* **WORK ORDER**
An exact reproduction of the records is required, with all images left out.

(Stored data entries)
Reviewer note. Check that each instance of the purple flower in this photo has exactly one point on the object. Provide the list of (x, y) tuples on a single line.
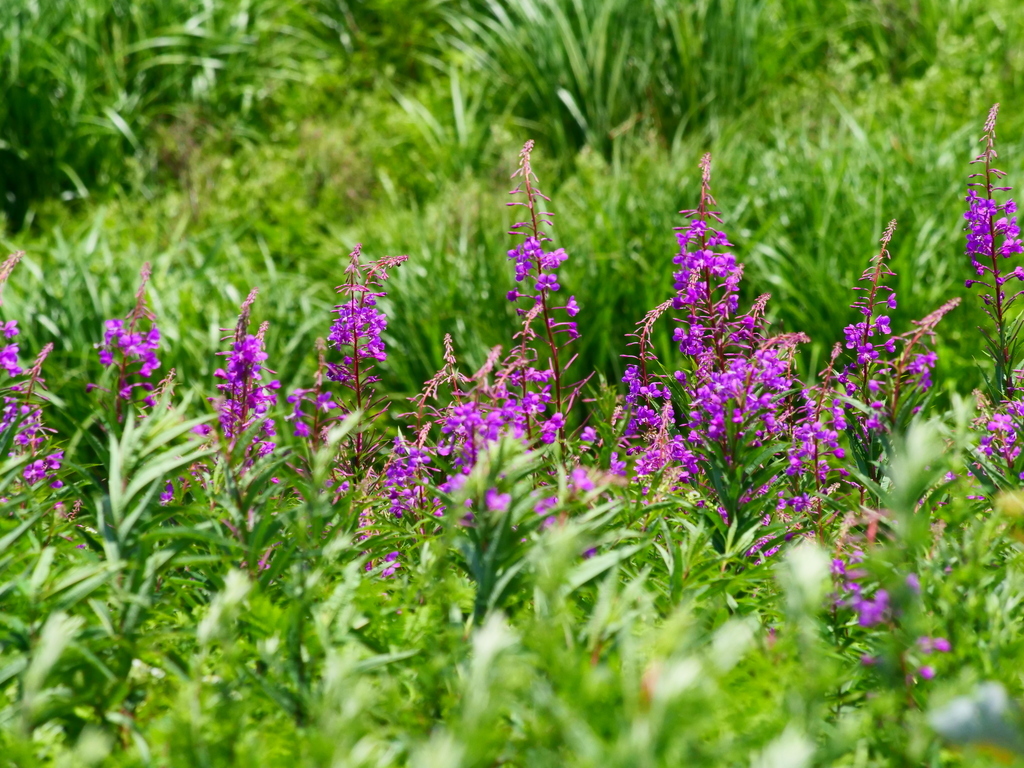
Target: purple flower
[(402, 476), (547, 282), (496, 501), (247, 399), (581, 481), (44, 469)]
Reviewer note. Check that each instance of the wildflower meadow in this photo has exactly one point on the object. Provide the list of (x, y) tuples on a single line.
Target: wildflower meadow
[(678, 499)]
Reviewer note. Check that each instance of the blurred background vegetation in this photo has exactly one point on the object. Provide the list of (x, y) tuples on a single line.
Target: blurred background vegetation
[(242, 142)]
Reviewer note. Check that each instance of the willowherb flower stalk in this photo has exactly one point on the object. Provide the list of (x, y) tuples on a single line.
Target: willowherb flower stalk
[(536, 267), (246, 400), (879, 380), (357, 334), (8, 352), (128, 342), (22, 412), (992, 235), (312, 425)]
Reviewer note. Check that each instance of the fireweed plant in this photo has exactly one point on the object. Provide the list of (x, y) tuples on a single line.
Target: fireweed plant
[(714, 439), (721, 420)]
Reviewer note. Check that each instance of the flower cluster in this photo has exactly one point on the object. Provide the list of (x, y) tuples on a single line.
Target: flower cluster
[(246, 400), (129, 342)]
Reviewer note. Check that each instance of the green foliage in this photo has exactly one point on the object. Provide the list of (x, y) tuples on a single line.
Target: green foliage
[(253, 142)]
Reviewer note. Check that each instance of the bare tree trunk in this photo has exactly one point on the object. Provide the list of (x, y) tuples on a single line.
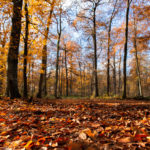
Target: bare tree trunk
[(95, 52), (114, 73), (14, 50), (43, 83), (2, 65), (80, 79), (126, 50), (71, 77), (108, 51), (66, 72), (119, 86), (137, 61), (57, 58), (25, 93)]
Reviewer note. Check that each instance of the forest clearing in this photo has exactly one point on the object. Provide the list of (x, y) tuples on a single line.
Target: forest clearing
[(74, 74), (74, 124)]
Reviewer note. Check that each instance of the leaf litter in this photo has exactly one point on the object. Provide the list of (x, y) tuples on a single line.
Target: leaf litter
[(74, 125)]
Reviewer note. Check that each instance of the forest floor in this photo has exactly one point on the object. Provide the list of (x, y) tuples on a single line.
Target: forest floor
[(68, 124)]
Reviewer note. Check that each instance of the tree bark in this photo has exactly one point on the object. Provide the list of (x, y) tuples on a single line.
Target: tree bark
[(137, 61), (119, 86), (25, 93), (57, 58), (14, 50), (42, 83), (126, 51), (66, 68), (108, 51), (95, 52), (114, 73)]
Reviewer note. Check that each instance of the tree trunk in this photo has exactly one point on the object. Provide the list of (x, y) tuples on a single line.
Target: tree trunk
[(42, 83), (119, 86), (114, 73), (2, 66), (137, 61), (25, 93), (66, 68), (57, 58), (95, 53), (126, 50), (108, 51), (14, 50), (80, 79)]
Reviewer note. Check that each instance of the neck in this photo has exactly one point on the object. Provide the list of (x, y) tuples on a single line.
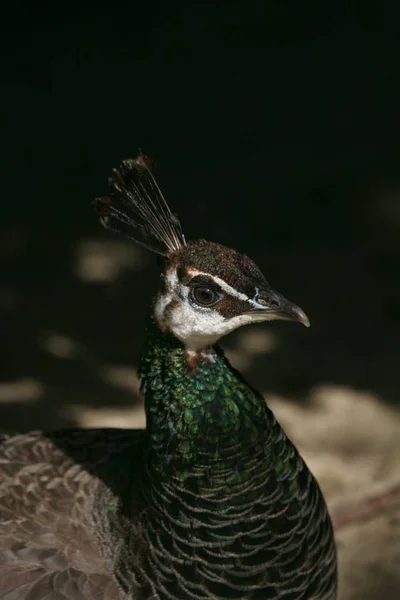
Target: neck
[(197, 407)]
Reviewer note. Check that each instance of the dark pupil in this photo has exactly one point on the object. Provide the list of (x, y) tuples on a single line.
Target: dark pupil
[(204, 296)]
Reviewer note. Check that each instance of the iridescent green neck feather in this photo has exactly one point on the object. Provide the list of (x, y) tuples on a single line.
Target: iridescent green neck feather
[(196, 412)]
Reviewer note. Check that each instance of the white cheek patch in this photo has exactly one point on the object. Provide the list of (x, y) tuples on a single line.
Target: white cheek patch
[(197, 327)]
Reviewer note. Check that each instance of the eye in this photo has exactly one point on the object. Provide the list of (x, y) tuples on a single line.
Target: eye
[(204, 296)]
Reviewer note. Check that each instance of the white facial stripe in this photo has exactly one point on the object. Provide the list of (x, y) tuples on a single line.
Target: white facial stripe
[(227, 288)]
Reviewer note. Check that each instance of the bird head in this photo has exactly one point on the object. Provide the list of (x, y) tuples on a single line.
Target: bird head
[(207, 290)]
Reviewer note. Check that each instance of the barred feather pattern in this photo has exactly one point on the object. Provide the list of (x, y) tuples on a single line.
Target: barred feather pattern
[(211, 502), (228, 508)]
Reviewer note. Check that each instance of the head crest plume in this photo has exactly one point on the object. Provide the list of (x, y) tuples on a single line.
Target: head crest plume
[(136, 208)]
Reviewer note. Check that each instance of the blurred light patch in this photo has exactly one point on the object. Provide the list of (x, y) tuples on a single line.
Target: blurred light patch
[(26, 390), (122, 377), (123, 418), (349, 438), (60, 346), (103, 261)]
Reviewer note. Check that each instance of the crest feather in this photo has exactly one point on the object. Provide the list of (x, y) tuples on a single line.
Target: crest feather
[(135, 206)]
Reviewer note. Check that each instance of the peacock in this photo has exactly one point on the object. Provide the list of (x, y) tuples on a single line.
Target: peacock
[(210, 501)]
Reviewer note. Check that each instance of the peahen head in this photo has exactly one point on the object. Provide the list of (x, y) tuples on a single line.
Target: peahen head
[(207, 290)]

* **SOLUTION**
Reviewer note. Check that each instance of the purple flower in this photo has exactly one point on the object. Provide the list of (x, y) tuples on a single line.
Target: purple flower
[(402, 476), (547, 282), (496, 501), (247, 399), (581, 481), (44, 469)]
Reviewer note. Check that each instance of the wildflower meadow in this photo has exactly one point on the object. Provide the list of (x, y) tuples on a single line.
Target: wildflower meadow
[(678, 499)]
Reviewer note. Check that each instance of the blurred background vegetation in this photo has exactly one point on the object. Provide the list of (x, y) tuples on a single line.
Target: blurred background vegetation
[(242, 142)]
Reviewer note. Check that each instance of the willowherb flower stalk in this photo has exactly one point on the object. Provide the list of (x, y) tuples on a single line.
Target: willowherb flower stalk
[(536, 267), (246, 400), (879, 380), (357, 334), (8, 352), (128, 342), (22, 412), (992, 235), (312, 425)]
Reviewer note. Check that each instance of the fireweed plant in this photo has exactly one point on the object. Provide the list of (x, y) tuples on a single line.
Target: fireweed plant
[(714, 439), (721, 420)]
Reviewer note. Check that each instance of the flower cluster in this photo has exactly one point on the object. Provide the list of (x, y) tuples on a single line.
Target: flower cluster
[(246, 400), (129, 342)]
Reviewer note. Check that each instance of the green foliage in this photo has exactly one point on the object. Provide the list of (x, y) tuples on a single line.
Target: green foliage
[(253, 142)]
Reviewer note. Check that each instance of the bare tree trunk in this photo has exactly one point on the object. Provide the list of (x, y) tuples on a single line.
Target: bare tree trunk
[(95, 52), (114, 73), (14, 50), (43, 83), (2, 65), (80, 79), (126, 50), (71, 77), (108, 51), (66, 72), (119, 86), (137, 61), (57, 58), (25, 93)]
Reviewer note. Check that each instance of the forest clearing in this photo has exactly one point on the object. Provide the list of (x, y) tuples on a single line.
Target: forest clearing
[(74, 74), (74, 124)]
Reviewer note. Check that each instance of the leaf litter in this photo has exactly one point on the object. Provide the list of (x, y) tuples on a single line.
Target: leaf litter
[(74, 125)]
Reviewer note. Check that each instance of the forest floor in this photo has exactly one point on the object. Provide the list of (x, y) tuples on a single line.
Target: forest floor
[(68, 124)]
Reviewer note. Check that each instance of the tree bark in this photo has exactly one point on the object. Provide the list of (x, y) tuples on a single line.
Target: tree bark
[(137, 61), (119, 86), (25, 93), (57, 58), (14, 50), (42, 83), (126, 51), (66, 68), (108, 51), (95, 52), (114, 73)]
Reviewer note. Check that each instance of the tree trunk in this photo has exactly one point on the object. Provide the list of (x, y) tuples on a single line.
Target: tree trunk
[(42, 83), (119, 86), (114, 73), (2, 66), (137, 61), (25, 93), (66, 68), (57, 58), (95, 53), (126, 50), (108, 51), (14, 50), (80, 79)]
Reviewer note. Check that each instance of the neck in this photo has exactly one point on the object. Provide the list of (x, y) tuples on a single line.
Target: neck
[(197, 407)]
Reviewer note. Check that each instance of the dark pupil in this photo has exactly one point on the object. Provide the list of (x, y) tuples on a single line.
Target: dark pupil
[(204, 296)]
Reviewer note. Check that each instance of the iridescent green neck feather in this photo has exactly one point on the object. Provide the list of (x, y) tuples on a single line.
Target: iridescent green neck feather
[(196, 412)]
Reviewer note. Check that each instance of the white cheek patch in this photo has exactly one point on the object. Provide the list of (x, y) tuples on a single line.
Target: white cheek patch
[(197, 327)]
Reviewer note. Check that each instance of the eye in this photo has exactly one point on the object. Provide the list of (x, y) tuples on a single line.
Target: eye
[(204, 296)]
Reviewer note. Check that each instance of the white facial stripe in this photo has exactly one point on the object. Provide the list of (x, y) tuples on a single line.
Target: white facial stripe
[(227, 288)]
Reviewer note. Check that each instance of the bird head in this photo has exactly one point on the object. Provide the list of (x, y) tuples on a single line.
Target: bird head
[(207, 290)]
Reviewer note. Check that each instance of the barred feather pattern in this photo has exactly one point on the object. Provide the list of (x, y) tuples on a single line.
Target: barred feather pattern
[(211, 502), (228, 508)]
Reviewer note. Check that each instance of the head crest plume in this photo has exactly one point on the object. Provide the list of (x, y) tuples on a single line.
Target: head crest plume
[(136, 208)]
Reviewer note. Check that each instance of the blurred light patch in this photo has exactly one point on the object. Provide the list of (x, y) tuples on a single line.
Target: blurred light patch
[(26, 390), (122, 377), (123, 418), (349, 438), (60, 346), (103, 261)]
Reviewer note. Check that each instance of the crest feather in this photo has exactly one point on the object. Provide the list of (x, y) tuples on a single line.
Target: crest feather
[(135, 206)]
Reviewer note. Check that each instance of the peacock in this photo has exactly one point on the object. Provide the list of (x, y) tuples on a single line.
Target: peacock
[(210, 501)]
Reviewer note. Check that each instance of the peahen head in this photo has exactly one point on the object. Provide the list of (x, y) tuples on a single line.
Target: peahen head
[(207, 290)]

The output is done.